● WORK INSTRUCTIONS: Copy the material below line for line, changing nothing.

● THE DATA:
--- --- ---
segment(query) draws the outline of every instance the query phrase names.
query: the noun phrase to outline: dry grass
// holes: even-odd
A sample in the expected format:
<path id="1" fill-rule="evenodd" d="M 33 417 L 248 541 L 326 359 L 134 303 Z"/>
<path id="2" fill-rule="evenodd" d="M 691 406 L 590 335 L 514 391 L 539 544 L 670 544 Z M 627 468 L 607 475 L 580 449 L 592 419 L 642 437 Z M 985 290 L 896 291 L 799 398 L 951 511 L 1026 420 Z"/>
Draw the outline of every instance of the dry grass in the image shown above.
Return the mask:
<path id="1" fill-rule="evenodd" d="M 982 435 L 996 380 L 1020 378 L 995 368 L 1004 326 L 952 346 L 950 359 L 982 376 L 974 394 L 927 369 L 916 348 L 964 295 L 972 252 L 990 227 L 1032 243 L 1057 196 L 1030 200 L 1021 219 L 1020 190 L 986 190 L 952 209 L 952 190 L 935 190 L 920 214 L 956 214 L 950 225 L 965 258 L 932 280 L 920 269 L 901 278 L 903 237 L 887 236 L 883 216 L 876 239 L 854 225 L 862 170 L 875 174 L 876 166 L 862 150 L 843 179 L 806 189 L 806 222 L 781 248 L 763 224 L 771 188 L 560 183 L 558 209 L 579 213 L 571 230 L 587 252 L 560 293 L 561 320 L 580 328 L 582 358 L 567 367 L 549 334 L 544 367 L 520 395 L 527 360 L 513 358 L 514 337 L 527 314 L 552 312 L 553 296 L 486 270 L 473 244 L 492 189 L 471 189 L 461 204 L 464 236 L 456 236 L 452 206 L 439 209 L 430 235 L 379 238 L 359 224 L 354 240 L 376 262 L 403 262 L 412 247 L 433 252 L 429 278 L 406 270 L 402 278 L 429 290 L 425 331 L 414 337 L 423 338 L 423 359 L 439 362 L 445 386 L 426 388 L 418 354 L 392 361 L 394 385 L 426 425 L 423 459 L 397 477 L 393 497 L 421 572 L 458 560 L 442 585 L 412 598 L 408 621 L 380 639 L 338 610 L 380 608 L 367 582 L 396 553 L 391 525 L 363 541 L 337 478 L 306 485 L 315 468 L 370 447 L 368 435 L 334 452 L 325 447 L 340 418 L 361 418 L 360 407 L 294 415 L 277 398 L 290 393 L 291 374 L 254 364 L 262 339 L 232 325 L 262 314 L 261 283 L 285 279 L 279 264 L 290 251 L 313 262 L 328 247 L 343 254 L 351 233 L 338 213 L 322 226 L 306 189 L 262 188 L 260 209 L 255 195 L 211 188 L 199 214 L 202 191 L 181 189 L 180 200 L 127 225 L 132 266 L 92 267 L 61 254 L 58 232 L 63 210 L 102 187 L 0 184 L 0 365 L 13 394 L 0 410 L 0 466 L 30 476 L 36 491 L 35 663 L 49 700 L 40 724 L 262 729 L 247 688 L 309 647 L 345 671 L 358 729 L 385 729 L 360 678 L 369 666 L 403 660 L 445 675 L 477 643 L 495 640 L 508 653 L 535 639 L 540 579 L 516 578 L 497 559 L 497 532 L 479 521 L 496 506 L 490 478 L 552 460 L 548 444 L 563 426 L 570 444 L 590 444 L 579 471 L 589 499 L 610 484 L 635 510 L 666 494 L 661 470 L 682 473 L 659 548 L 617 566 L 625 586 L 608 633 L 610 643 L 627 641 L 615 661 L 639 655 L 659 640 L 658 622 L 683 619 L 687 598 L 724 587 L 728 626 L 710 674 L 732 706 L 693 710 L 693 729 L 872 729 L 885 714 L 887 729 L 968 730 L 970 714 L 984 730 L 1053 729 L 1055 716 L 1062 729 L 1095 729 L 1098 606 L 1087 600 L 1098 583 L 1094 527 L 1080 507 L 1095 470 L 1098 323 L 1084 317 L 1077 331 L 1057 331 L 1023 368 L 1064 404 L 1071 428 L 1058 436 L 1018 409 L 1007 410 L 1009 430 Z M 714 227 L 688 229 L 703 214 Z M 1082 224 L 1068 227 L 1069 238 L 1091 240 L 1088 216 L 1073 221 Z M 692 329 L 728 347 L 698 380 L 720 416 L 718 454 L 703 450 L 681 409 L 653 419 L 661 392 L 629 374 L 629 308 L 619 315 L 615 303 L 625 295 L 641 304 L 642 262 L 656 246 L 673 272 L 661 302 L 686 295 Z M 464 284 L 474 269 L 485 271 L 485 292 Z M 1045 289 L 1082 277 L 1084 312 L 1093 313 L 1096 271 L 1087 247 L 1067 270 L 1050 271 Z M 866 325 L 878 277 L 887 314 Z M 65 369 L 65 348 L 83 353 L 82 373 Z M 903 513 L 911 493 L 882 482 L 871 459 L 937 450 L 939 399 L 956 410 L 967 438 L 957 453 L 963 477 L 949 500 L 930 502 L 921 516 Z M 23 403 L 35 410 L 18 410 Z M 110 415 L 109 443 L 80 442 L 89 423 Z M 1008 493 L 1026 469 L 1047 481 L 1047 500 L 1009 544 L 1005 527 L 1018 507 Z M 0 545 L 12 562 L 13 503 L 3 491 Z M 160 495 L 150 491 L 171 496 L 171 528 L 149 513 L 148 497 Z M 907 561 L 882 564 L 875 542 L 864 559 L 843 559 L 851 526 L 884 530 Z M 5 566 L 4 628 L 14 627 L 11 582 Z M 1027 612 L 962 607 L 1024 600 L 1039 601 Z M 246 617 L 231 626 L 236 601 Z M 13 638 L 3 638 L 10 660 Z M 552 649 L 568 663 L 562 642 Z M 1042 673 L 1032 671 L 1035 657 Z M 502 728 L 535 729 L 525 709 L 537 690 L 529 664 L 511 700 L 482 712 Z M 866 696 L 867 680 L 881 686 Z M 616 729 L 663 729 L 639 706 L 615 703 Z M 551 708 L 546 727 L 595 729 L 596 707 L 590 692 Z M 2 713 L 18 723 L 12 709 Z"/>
--- --- ---
● RESULT OF THIS EXERCISE:
segment(query) draws the outline of every instance the query phrase names.
query: the noun phrase to outline: dry grass
// holes: even-odd
A sample in the expected format:
<path id="1" fill-rule="evenodd" d="M 33 417 L 248 541 L 326 359 L 134 303 Z"/>
<path id="2" fill-rule="evenodd" d="M 691 406 L 590 335 L 514 391 L 539 544 L 670 544 Z M 627 468 L 607 475 L 580 449 L 592 419 L 642 437 Z M 985 290 L 896 291 L 799 398 L 951 511 L 1026 420 Z"/>
Draw the outline of every instance of the dry grass in the image shown above.
Return the mask:
<path id="1" fill-rule="evenodd" d="M 982 435 L 996 380 L 1020 378 L 995 368 L 1004 326 L 952 346 L 950 359 L 982 376 L 974 394 L 927 369 L 916 348 L 964 295 L 972 252 L 990 227 L 1032 243 L 1057 196 L 1030 200 L 1021 219 L 1020 190 L 986 190 L 952 209 L 952 190 L 935 190 L 920 214 L 956 214 L 950 225 L 965 258 L 932 280 L 920 269 L 901 278 L 903 237 L 887 236 L 883 216 L 876 239 L 854 225 L 862 170 L 875 174 L 876 166 L 862 150 L 843 179 L 806 189 L 806 222 L 781 248 L 763 224 L 771 188 L 560 183 L 558 209 L 579 213 L 571 230 L 587 252 L 560 293 L 561 320 L 580 328 L 582 358 L 567 367 L 549 334 L 544 367 L 520 395 L 527 360 L 513 358 L 514 337 L 527 314 L 552 312 L 553 296 L 486 270 L 473 244 L 492 189 L 471 189 L 461 204 L 464 236 L 456 236 L 452 206 L 439 209 L 430 235 L 379 238 L 359 224 L 354 240 L 376 262 L 403 262 L 412 247 L 433 252 L 429 278 L 406 270 L 402 278 L 429 290 L 425 331 L 414 337 L 423 338 L 423 359 L 439 362 L 445 386 L 426 388 L 418 354 L 392 361 L 394 385 L 426 425 L 423 459 L 397 477 L 393 497 L 421 572 L 458 560 L 442 585 L 412 598 L 408 621 L 380 639 L 338 610 L 380 608 L 367 582 L 396 553 L 391 525 L 363 541 L 337 478 L 306 485 L 315 468 L 370 447 L 368 435 L 334 452 L 325 447 L 340 418 L 361 418 L 360 407 L 294 415 L 277 398 L 290 393 L 291 374 L 254 364 L 262 339 L 232 325 L 262 314 L 261 283 L 285 279 L 279 264 L 290 251 L 313 262 L 328 247 L 343 254 L 351 233 L 338 213 L 322 226 L 306 189 L 262 188 L 260 209 L 255 195 L 211 188 L 199 214 L 202 191 L 181 189 L 180 200 L 127 225 L 132 266 L 92 267 L 61 254 L 58 232 L 63 210 L 102 187 L 0 184 L 0 365 L 13 394 L 0 410 L 0 466 L 30 476 L 36 491 L 35 663 L 49 700 L 40 724 L 262 729 L 247 688 L 309 647 L 345 671 L 358 729 L 385 729 L 360 678 L 369 666 L 403 660 L 445 675 L 477 643 L 495 640 L 508 653 L 535 639 L 540 579 L 516 578 L 497 559 L 497 532 L 479 521 L 496 506 L 490 478 L 552 460 L 548 444 L 563 426 L 570 444 L 590 444 L 579 471 L 589 499 L 610 484 L 635 510 L 666 494 L 661 470 L 682 473 L 659 548 L 617 566 L 625 586 L 608 633 L 610 643 L 627 641 L 615 661 L 639 655 L 659 640 L 658 622 L 683 619 L 687 598 L 724 587 L 728 626 L 710 674 L 732 706 L 693 710 L 693 729 L 872 729 L 885 714 L 887 729 L 968 730 L 970 714 L 984 730 L 1053 729 L 1055 716 L 1062 729 L 1095 729 L 1098 606 L 1087 600 L 1098 583 L 1094 527 L 1080 507 L 1095 470 L 1098 323 L 1084 317 L 1077 331 L 1057 331 L 1023 368 L 1064 404 L 1071 428 L 1058 436 L 1018 409 L 1007 410 L 1009 430 Z M 714 227 L 688 229 L 703 214 Z M 1082 224 L 1068 227 L 1069 238 L 1091 240 L 1088 216 L 1073 221 Z M 692 329 L 728 347 L 698 380 L 720 416 L 718 454 L 703 450 L 681 409 L 653 419 L 661 392 L 629 374 L 629 308 L 619 315 L 615 303 L 625 295 L 641 304 L 642 262 L 656 246 L 673 272 L 661 302 L 686 295 Z M 464 284 L 474 269 L 485 271 L 485 292 Z M 1045 289 L 1082 277 L 1084 312 L 1093 313 L 1096 271 L 1087 247 L 1067 270 L 1050 271 Z M 866 325 L 878 277 L 887 314 Z M 65 369 L 65 348 L 83 353 L 82 373 Z M 903 513 L 911 493 L 882 482 L 871 459 L 937 450 L 939 399 L 956 410 L 967 438 L 957 453 L 963 477 L 949 500 L 930 502 L 921 516 Z M 23 403 L 35 410 L 18 410 Z M 110 415 L 109 443 L 80 442 L 89 423 Z M 1008 493 L 1026 469 L 1047 481 L 1047 500 L 1009 544 L 1005 527 L 1018 507 Z M 0 545 L 12 562 L 13 503 L 3 491 Z M 160 495 L 150 491 L 171 496 L 171 528 L 149 513 L 148 497 Z M 907 561 L 882 564 L 875 542 L 864 559 L 843 559 L 851 526 L 884 530 Z M 5 566 L 4 628 L 14 627 L 11 582 Z M 1027 612 L 962 607 L 1024 600 L 1039 601 Z M 246 617 L 231 626 L 236 601 Z M 13 638 L 3 638 L 10 660 Z M 552 649 L 568 663 L 562 642 Z M 1042 673 L 1032 671 L 1035 657 Z M 502 728 L 535 729 L 525 709 L 537 690 L 529 664 L 511 700 L 482 712 Z M 866 696 L 867 680 L 881 686 Z M 616 729 L 663 729 L 639 706 L 615 703 Z M 551 708 L 546 727 L 595 729 L 596 707 L 590 692 Z M 2 713 L 18 723 L 12 709 Z"/>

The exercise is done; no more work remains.